■ **WHAT IS BEING ASKED**: Could you write out the entries below line for line, without changing a word, and omit the pictures?

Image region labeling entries

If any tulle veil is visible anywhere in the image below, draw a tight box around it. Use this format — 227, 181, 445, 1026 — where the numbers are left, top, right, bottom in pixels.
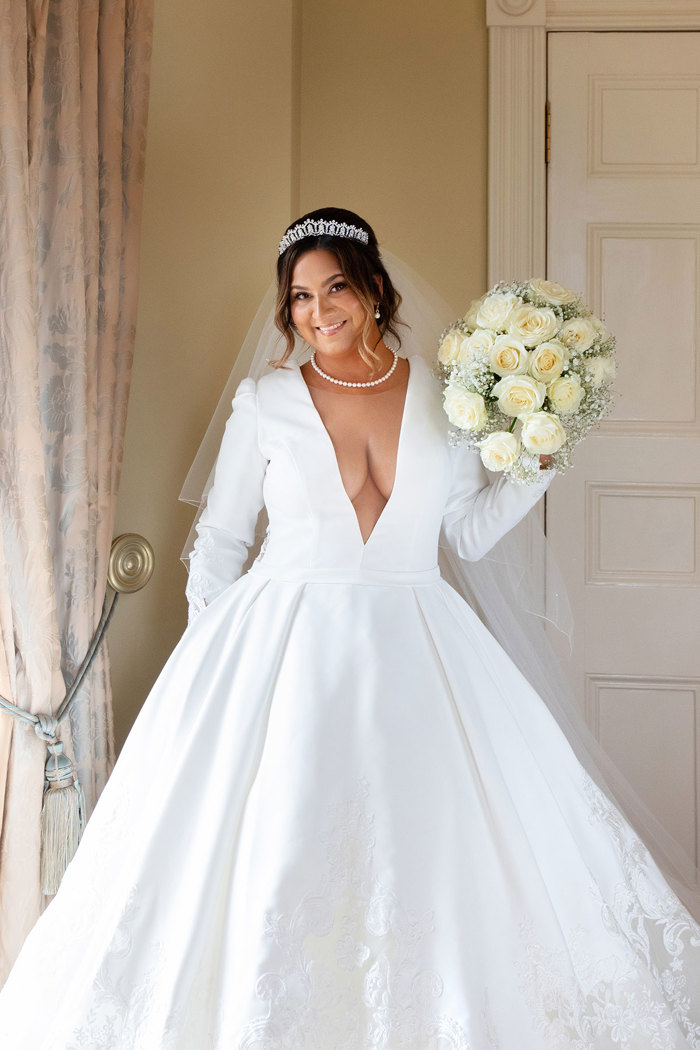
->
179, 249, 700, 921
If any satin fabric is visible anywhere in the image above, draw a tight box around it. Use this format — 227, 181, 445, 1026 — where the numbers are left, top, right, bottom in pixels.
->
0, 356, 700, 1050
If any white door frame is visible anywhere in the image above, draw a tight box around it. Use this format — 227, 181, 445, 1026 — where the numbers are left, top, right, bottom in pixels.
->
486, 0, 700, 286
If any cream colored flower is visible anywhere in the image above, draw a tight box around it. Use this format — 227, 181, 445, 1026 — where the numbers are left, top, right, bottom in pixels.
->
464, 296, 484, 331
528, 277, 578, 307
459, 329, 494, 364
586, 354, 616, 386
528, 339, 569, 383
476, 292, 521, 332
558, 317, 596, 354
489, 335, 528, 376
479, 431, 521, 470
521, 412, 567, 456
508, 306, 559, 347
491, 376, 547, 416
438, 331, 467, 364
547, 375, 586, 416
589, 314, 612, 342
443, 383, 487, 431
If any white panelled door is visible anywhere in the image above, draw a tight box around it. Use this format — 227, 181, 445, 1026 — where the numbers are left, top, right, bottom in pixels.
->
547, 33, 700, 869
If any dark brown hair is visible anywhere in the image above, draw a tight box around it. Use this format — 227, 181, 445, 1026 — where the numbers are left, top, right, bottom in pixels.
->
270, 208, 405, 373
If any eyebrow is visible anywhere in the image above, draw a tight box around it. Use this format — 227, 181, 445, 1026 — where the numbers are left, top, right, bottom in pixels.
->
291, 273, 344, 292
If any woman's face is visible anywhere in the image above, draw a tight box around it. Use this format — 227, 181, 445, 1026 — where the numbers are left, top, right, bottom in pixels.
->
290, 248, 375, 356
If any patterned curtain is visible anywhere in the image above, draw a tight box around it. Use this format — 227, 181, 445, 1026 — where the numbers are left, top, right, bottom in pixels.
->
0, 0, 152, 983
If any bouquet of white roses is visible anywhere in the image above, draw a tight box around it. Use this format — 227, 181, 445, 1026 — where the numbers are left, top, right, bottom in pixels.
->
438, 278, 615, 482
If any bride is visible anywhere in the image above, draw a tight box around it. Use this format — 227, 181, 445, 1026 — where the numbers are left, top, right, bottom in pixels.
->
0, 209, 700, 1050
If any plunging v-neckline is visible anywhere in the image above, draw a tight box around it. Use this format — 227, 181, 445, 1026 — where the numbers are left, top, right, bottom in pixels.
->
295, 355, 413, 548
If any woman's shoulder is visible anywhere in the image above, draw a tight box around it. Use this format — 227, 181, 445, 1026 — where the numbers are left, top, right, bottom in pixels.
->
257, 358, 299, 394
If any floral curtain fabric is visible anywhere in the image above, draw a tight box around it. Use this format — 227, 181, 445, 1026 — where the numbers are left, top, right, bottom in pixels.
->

■ **OUTPUT FOR THIS TASK**:
If any tulle veil is visible anywhere in the image below, draw a tight box around it. Use this format — 227, 181, 445, 1026 — where the numbers are left, top, right, bottom in pixels.
->
179, 249, 700, 921
If any satin fabric is visible anywhere in the image above, draw a tight box around it. Use this format — 227, 181, 445, 1026 — where the numbers are left, top, right, bottom in pixels.
->
0, 356, 700, 1050
If any white door frame is visible anywhere in the image above, draw a tight box around it. Use this format — 227, 181, 445, 1026 — where the numbers are left, top, right, bottom in pixels.
->
486, 0, 700, 286
If any cream colored flower is visible anywhere in the image above, draw a tight box around it. Use this format — 227, 181, 445, 1026 — where the numbers are left, top, right, bottom in pixels.
->
464, 296, 484, 331
528, 277, 578, 307
459, 329, 494, 364
586, 354, 616, 386
528, 339, 569, 383
476, 292, 521, 332
558, 317, 596, 354
489, 335, 528, 376
479, 431, 521, 470
521, 412, 567, 456
508, 306, 559, 347
491, 376, 547, 416
438, 331, 467, 364
547, 375, 586, 416
589, 314, 612, 342
443, 383, 487, 431
If any white panelled door is visible anywhere in the image above, draw a tight box around it. Use this format — 227, 181, 445, 1026 — where the numbers are left, top, right, bottom in pixels.
->
547, 33, 700, 869
If any dark brown hair is visible anywhere in the image above, draw a tight box around it. Use this format — 227, 181, 445, 1026 — where the numbers are left, top, right, bottom in pixels.
->
270, 208, 405, 373
If any eyebrow is visible anywhere in the image above, draw a tight box around it. Use this format — 227, 181, 445, 1026 — where the numbers are left, top, right, bottom in pixels.
->
291, 273, 344, 292
If any woman's face is visible anywhere in the image above, draw a tight box around it. Use this format — 227, 181, 445, 1026 — where the numbers are left, top, right, bottom in pixels.
->
290, 248, 375, 356
If any patterned curtain is visible anywhere in the image above, draw a tight box around it. Use this format — 227, 181, 445, 1026 — where the numbers are left, top, right, bottom in pixels.
->
0, 0, 152, 983
If any bouquet of white roses is visible anywhere in the image above, draw a tight box around it. Use this format — 227, 181, 445, 1026 — where the numbers are left, top, right, bottom in pixels.
->
438, 278, 615, 482
If any bride is visible anywhere in the image above, draw a tight box around it. Use this format — 227, 181, 445, 1026 — where the numbers are left, top, right, bottom in pixels.
->
0, 209, 700, 1050
If any plunging v-neckline is visible anywhere in the image above, draw a tight box around it. Use this format — 227, 181, 445, 1026 — where the numbers are left, top, right, bottom in pixels.
->
295, 355, 413, 548
If any woman's shoulder is visible anywhere in the image above, draw a tight box around it. Use this format — 227, 181, 445, 1026 — where the numbers are left, top, right, bottom in pixels.
->
257, 358, 299, 394
If any floral curtain fabric is visible anywhere in the image above, draw a tight box around it. Use this format — 227, 181, 445, 1026 — where the numbers are left, top, right, bottom in pixels.
->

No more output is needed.